■ **EXERCISE**:
Output the lines from the line with "TARGET: dead fallen branch" to the line with "[(268, 362), (233, 360), (302, 355), (357, 371), (486, 382)]", inclusive, unchanged and with nothing else.

# LISTED RECORDS start

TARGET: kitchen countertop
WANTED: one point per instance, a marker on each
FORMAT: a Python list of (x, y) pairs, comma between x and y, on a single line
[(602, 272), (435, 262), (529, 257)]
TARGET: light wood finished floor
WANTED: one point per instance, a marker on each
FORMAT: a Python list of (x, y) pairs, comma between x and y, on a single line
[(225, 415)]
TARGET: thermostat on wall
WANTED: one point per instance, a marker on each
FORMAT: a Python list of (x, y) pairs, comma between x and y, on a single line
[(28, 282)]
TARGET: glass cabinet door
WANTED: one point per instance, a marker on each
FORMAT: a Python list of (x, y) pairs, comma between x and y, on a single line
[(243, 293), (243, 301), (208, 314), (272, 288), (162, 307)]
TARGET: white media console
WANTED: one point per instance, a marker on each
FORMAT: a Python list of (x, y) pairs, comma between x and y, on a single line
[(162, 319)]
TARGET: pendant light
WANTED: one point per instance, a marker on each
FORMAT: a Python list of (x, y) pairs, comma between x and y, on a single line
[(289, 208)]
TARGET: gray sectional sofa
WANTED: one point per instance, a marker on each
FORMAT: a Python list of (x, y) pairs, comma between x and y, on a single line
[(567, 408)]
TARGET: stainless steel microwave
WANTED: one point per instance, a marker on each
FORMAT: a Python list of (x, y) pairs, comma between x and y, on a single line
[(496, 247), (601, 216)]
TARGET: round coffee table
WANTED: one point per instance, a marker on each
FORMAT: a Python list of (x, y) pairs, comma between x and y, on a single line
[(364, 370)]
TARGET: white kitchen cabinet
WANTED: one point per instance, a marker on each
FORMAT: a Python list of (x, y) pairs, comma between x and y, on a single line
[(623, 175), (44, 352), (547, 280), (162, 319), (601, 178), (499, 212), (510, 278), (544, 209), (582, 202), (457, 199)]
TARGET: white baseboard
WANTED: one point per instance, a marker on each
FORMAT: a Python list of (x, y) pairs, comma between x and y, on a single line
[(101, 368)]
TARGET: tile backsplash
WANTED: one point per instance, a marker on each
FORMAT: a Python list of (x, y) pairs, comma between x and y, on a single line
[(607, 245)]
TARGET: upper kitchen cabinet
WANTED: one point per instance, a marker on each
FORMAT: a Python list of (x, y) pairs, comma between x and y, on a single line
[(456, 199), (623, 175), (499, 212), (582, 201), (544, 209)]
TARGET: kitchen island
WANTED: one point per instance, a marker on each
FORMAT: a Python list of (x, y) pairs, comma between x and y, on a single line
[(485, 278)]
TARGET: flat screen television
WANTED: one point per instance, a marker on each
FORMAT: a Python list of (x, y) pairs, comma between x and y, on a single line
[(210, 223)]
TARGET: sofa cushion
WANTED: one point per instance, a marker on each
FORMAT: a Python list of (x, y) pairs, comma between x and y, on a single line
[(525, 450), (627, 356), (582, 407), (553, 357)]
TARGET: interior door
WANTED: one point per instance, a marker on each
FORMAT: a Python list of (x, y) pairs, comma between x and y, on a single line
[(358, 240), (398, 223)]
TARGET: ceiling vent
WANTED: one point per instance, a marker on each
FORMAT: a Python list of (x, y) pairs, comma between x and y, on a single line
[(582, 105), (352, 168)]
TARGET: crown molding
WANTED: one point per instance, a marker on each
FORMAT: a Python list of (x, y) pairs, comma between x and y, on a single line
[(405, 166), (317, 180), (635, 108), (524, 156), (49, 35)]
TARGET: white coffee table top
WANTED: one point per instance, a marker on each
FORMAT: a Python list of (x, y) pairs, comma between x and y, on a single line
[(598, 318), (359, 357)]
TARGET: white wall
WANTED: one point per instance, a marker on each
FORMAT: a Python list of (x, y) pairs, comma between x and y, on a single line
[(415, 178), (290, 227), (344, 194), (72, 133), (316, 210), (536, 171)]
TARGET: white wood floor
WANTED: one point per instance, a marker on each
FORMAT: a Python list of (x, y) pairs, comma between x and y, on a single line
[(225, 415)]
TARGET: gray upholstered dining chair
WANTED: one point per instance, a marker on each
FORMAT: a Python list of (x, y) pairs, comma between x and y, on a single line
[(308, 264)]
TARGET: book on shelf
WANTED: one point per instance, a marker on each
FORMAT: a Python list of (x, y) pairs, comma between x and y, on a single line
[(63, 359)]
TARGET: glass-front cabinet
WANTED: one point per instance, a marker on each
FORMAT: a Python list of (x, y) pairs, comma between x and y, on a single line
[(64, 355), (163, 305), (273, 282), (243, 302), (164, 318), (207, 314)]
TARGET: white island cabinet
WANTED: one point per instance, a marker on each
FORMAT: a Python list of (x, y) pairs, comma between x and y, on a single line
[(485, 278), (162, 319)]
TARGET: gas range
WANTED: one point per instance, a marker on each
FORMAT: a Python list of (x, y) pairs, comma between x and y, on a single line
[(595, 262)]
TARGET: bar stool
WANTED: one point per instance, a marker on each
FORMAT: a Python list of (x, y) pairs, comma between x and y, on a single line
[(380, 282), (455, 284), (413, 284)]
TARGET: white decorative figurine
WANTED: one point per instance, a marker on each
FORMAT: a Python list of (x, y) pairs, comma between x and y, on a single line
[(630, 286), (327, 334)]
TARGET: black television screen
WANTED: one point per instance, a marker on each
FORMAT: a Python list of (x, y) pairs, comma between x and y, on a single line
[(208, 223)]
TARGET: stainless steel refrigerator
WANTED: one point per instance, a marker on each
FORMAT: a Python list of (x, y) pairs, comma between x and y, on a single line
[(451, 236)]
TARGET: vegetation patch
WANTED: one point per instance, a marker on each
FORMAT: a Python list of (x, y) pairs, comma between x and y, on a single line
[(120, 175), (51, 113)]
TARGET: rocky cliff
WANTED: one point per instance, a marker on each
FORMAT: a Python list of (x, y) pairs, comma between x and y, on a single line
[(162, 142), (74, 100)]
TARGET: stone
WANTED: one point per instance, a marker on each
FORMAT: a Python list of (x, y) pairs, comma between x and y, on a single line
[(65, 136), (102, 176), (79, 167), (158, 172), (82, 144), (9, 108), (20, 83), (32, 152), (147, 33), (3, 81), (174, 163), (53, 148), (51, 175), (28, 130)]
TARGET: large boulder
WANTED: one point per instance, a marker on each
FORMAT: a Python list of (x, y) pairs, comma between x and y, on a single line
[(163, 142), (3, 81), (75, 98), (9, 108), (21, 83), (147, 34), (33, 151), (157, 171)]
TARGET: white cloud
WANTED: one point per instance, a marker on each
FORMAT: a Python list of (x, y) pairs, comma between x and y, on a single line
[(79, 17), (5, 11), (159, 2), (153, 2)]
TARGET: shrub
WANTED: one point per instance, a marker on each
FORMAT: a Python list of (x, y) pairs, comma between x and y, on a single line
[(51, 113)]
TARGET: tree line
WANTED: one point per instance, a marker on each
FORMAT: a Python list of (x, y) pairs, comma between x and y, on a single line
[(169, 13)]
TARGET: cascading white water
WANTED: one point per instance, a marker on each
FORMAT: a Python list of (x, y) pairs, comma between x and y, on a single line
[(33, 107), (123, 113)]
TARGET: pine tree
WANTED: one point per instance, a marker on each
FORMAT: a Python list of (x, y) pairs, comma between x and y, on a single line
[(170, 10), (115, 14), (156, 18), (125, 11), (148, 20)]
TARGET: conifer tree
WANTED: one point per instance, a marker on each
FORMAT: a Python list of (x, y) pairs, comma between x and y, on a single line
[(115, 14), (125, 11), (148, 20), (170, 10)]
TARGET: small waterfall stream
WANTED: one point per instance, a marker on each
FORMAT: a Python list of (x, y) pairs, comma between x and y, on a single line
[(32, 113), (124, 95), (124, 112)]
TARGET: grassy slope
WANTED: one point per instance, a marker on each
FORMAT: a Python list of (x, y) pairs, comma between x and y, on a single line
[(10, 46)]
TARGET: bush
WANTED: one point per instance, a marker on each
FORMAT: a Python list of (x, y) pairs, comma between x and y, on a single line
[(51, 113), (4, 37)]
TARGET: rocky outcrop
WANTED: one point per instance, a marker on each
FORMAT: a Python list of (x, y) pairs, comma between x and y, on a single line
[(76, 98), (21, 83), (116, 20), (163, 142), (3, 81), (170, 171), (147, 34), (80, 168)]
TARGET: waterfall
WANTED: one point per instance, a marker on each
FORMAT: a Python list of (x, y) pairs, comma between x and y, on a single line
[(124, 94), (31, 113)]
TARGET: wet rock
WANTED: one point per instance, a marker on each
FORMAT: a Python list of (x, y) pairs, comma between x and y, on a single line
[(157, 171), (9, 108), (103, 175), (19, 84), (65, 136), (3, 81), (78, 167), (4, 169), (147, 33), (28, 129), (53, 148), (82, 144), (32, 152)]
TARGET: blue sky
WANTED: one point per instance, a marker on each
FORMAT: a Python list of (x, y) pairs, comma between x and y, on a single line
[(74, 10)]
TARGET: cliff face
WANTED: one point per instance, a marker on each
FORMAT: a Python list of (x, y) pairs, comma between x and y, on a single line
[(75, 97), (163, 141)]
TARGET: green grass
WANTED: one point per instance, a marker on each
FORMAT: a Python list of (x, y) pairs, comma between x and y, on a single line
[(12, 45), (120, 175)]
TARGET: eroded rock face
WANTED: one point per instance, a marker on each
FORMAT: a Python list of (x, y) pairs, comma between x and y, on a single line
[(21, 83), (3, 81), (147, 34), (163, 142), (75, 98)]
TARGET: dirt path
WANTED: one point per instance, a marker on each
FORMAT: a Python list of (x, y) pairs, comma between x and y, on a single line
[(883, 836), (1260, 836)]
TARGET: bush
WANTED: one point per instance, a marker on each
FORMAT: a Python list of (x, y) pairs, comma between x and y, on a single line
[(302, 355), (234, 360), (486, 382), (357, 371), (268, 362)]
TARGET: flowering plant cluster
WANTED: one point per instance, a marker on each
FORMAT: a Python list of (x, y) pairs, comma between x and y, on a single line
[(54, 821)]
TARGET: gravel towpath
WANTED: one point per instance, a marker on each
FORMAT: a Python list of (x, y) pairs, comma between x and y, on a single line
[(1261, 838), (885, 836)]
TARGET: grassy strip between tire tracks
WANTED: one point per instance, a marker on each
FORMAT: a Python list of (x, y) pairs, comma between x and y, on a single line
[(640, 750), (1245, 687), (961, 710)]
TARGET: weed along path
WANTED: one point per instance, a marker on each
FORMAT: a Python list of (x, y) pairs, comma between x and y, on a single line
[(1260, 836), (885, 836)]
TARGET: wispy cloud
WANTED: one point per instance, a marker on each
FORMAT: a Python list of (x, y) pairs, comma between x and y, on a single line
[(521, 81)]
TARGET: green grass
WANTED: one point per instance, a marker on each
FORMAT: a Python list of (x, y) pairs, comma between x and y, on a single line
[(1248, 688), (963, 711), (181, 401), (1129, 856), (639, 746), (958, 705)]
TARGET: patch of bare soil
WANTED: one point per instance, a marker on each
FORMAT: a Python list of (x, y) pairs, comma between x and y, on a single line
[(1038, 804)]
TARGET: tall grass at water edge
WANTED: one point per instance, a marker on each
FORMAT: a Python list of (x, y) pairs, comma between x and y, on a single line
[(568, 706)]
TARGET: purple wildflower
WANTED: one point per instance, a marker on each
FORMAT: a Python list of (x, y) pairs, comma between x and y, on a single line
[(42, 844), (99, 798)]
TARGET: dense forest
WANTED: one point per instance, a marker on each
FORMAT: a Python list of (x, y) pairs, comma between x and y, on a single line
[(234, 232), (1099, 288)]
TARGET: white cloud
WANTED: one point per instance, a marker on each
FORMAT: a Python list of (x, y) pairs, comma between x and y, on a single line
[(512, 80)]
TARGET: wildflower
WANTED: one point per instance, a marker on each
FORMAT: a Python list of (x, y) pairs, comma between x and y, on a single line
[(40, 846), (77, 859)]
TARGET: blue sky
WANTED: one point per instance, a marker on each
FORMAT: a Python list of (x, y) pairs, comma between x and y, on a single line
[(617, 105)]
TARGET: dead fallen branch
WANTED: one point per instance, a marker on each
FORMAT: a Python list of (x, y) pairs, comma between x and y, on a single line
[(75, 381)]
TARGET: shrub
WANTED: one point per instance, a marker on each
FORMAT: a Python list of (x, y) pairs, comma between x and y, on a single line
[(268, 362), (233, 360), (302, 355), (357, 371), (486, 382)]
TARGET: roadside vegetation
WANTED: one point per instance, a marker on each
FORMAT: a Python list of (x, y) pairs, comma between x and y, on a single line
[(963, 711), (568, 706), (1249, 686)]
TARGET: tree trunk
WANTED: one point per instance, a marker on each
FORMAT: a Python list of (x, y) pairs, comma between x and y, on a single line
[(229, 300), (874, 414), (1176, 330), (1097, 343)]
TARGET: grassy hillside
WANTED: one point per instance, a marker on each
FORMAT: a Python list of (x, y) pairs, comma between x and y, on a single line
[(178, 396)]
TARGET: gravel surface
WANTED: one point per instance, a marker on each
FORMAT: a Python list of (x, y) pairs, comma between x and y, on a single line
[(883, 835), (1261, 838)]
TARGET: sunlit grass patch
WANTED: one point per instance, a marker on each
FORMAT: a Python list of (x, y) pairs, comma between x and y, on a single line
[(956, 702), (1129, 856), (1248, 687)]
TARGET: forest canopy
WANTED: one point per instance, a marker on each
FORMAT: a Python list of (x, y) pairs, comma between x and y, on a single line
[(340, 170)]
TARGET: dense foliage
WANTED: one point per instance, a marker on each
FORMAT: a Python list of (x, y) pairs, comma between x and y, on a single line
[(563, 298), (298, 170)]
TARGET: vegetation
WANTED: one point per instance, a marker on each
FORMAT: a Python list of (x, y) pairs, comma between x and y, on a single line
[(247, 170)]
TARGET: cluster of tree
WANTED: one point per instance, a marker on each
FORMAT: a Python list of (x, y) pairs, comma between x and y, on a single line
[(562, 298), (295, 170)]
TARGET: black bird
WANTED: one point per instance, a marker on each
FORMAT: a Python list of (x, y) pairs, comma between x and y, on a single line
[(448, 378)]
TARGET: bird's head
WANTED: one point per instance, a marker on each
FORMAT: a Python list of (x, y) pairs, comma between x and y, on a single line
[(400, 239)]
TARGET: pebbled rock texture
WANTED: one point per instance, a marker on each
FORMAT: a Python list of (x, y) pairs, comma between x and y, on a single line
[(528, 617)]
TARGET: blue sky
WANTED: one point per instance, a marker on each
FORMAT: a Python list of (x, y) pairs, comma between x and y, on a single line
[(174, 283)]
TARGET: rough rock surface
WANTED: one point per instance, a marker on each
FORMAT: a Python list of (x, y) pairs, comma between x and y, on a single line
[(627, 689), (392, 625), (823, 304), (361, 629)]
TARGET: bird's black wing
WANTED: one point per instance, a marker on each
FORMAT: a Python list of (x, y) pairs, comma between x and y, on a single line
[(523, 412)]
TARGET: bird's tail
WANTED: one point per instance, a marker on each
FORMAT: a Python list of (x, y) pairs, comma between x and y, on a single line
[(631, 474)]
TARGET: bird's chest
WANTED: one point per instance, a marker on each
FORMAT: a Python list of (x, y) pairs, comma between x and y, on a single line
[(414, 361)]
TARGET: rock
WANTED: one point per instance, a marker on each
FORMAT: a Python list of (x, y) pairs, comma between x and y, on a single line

# LISTED RECORDS end

■ **RESULT BELOW**:
TARGET: dead fallen branch
WANTED: one point per instance, a marker on each
FORMAT: a Python list of (x, y) pairs, comma between x and y, on a single line
[(75, 381)]
TARGET: shrub
WANTED: one point per instance, a marker on each
FORMAT: a Python list of (x, y) pairs, comma between x and y, on a single line
[(268, 362), (233, 360), (302, 355), (357, 371), (486, 382)]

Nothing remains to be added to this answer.